[start]

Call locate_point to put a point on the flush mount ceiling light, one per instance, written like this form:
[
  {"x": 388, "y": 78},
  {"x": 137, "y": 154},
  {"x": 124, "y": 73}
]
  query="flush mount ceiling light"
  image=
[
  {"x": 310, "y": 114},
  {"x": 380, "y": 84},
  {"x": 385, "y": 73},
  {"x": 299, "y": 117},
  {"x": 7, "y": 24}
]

[end]

■ **Exercise objective**: Please reproduce the records above line for line, keeping every character unchanged.

■ **Response**:
Call locate_point to put a point on the flush mount ceiling light, one per instance, written like this form:
[
  {"x": 388, "y": 78},
  {"x": 137, "y": 154},
  {"x": 124, "y": 73}
]
  query="flush mount ceiling light"
  image=
[
  {"x": 310, "y": 114},
  {"x": 380, "y": 84},
  {"x": 385, "y": 73},
  {"x": 299, "y": 117},
  {"x": 7, "y": 24}
]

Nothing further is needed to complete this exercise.